SOURCE PASSAGE
════════════════════

General usability issues with 2.5.0

fastjack · July 1, 2020, 7:15pm

I can use Kaldi ASR with good enough accuracy for an utterance from a distance of a few meters with TV playback less than a meter away from the Respeaker Mic Array v2. The hum of the air conditioning should not impact the accuracy that much.

What firmware have you flashed to the Respeaker? The 1 channel one or the 6 channels one?

parasaurolophus · July 1, 2020, 7:18pm

1 channel firmware.

Specifcally, I followed the instructions at https://wiki.seeedstudio.com/ReSpeaker_Mic_Array_v2.0/#faq using the

sudo python dfu.py --download 1_channel_firmware.bin

option

fastjack · July 1, 2020, 7:43pm

This is a good start.

Recording from the 6 channels firmware (without configuring ALSA to limit to the AEC channel) mix the AEC channel with the raw mic channels and highly degrade accuracy.

Using the 1 channel firmware is much more simple

If you record an utterance with the Respeaker using arecord and upload it in Rhasspy GUI test interface do you get the correct intent?

parasaurolophus · July 1, 2020, 8:09pm

Yep, I shudder to think what a STT algorithm would make of multichannel audio.

And, yes, uploading WAV files captured using the same mic with arecord works far more reliably than real time capture.

fastjack · July 1, 2020, 8:14pm

Using Rhasspy utterance replay feature, can you check that the first words are correctly recorded when uttering something in real time?

Also what NLU service are you using? Fsticuff or fuzzywuzzy?

parasaurolophus · July 1, 2020, 8:32pm

Fsticuff but I can easily try fuzzywuzzy to see if that changes anything.

I’ve never observed a case where recognition failed due to a partial recording. There seem to be two modes: either it works successfully, or it just hangs in the speech recognition phase waiting for audio input as if it is hearing silence even though I am speaking and the mic led’s are reporting activity.

════════════════════

ITEMS

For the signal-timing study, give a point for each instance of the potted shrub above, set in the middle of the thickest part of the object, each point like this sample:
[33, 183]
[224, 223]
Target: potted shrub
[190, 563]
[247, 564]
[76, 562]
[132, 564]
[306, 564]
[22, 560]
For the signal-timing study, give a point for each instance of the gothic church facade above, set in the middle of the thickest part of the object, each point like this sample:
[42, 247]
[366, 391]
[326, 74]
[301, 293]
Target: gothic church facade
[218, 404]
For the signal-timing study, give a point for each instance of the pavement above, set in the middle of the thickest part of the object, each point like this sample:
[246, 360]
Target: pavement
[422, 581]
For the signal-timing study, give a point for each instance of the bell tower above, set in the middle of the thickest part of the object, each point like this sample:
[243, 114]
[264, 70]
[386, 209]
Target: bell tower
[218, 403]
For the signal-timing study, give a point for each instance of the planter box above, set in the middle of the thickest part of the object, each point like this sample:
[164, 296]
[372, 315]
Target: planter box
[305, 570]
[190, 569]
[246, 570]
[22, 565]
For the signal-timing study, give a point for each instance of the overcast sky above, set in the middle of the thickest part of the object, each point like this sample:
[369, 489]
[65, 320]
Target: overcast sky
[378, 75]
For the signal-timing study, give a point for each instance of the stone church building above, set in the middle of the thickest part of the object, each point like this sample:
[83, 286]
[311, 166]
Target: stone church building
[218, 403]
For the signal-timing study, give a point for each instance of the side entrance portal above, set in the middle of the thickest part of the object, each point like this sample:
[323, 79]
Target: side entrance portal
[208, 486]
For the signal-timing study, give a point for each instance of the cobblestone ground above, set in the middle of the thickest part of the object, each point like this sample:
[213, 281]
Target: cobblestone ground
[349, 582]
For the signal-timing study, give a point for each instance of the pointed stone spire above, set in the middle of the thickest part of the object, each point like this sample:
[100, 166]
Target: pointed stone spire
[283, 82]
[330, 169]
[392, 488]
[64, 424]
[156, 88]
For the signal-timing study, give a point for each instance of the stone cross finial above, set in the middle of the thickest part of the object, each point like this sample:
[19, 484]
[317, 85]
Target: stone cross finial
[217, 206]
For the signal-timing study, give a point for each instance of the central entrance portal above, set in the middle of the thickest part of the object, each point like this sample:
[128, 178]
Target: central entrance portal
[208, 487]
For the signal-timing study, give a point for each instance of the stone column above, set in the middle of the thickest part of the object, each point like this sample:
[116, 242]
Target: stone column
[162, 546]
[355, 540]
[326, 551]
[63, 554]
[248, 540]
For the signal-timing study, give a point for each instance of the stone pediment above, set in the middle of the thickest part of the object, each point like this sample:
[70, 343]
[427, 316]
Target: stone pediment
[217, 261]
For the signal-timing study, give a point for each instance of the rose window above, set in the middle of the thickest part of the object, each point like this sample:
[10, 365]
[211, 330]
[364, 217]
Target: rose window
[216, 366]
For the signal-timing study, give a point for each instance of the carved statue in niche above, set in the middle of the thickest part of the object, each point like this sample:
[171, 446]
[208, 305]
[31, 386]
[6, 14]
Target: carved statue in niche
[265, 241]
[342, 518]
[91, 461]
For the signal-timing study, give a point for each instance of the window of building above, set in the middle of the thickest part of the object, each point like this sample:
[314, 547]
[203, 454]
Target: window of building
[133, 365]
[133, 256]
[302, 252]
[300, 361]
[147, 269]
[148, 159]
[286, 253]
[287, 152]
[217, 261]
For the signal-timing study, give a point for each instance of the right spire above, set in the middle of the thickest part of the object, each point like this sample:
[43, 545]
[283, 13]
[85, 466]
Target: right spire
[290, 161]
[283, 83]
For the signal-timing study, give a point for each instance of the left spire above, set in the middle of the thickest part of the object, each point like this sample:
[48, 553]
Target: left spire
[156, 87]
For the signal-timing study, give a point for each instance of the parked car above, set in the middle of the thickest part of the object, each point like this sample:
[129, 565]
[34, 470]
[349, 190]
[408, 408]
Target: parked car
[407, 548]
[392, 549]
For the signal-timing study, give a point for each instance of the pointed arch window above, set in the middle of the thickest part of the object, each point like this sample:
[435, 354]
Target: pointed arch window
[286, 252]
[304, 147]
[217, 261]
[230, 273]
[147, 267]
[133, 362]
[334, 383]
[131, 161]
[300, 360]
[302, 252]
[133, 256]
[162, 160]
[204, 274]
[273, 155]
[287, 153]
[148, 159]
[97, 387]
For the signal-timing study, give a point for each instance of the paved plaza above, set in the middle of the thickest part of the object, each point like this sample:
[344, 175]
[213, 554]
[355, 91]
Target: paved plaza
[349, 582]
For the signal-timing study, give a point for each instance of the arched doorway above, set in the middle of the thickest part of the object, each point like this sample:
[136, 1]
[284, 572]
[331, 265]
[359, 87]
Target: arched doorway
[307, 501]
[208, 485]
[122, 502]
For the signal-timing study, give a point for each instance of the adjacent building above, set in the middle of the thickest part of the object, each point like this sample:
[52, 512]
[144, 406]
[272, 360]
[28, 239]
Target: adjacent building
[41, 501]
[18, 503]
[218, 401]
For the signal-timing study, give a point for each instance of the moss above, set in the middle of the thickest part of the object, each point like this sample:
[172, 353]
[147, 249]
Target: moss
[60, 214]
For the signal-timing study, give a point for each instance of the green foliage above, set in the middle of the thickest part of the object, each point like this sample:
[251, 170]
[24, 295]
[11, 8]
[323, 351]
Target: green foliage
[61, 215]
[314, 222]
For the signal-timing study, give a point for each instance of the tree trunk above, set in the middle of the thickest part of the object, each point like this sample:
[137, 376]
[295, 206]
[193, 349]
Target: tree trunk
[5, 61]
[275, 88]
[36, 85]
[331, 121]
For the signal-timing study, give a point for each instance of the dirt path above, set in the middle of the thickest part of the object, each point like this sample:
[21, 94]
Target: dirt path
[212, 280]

════════════════════

DIRECTIONS
**A)** According to the forum thread about Rhasspy 2.5.0 usability, why is the 1 channel firmware the simpler choice for the Respeaker? Answer in one to three sentences.
**B)** Please carry on the forum thread about Rhasspy 2.5.0 usability from its final post.
The items above have no connection to the forum thread about Rhasspy 2.5.0 usability.

THE REPLIES
**A)** Recording from the 6 channels firmware without configuring ALSA to limit capture to the AEC channel mixes the AEC channel with the raw mic channels. That mix greatly degrades accuracy, and the 1 channel firmware does not need that ALSA configuration.

**B)**
I.e. when voice commands fail they do not appear to get as far as intent processing. Rather, no speech gets recorded to start with.

fastjack · July 1, 2020, 8:44pm

This looks like an issue with webrtc silence detection… maybe the air conditioning hum is giving the silence detection a hard time…

Some users on this forum have tinkered with webrtc VAD parameters in Rhasspy configuration. Maybe this can help.

parasaurolophus · July 1, 2020, 9:19pm

Thanks @fastjack for your suggestions.

Fiddling with respeaker settings for things like automatic gain control and noise cancellation seems to be having some positive effect, as well. Not quite to the point yet where I would unleash this on unwary family members, but still definitely excited about trying to get this set up to work.

fastjack · July 1, 2020, 9:41pm

Yes, I also noticed that in some situation AGC and DSP filters in general can alter the audio and lead to poorer recognition.

I’ve used the Respeaker Mic Array v2 a lot and never had to change the default configuration to get it to work correctly though (never used it with air conditioning nearby either… so… ).

Maybe webrtc VAD is calibrated with too much noise from the air conditioning. Some noises can be wrongly detected as speech and the far field sensibility of the Respeaker may be so good that it capture the hum. Then the VAD does not detect the real speech loudly enough to trigger the end of the utterance, hanging in speech recognition listening mode… The dialogue manager will eventually kill the session resulting in no intent detected at all.

I’d be curious to know if turning off the air conditioning helps… Does it still happen in a quiet room?

Can you post the logs of a failed session?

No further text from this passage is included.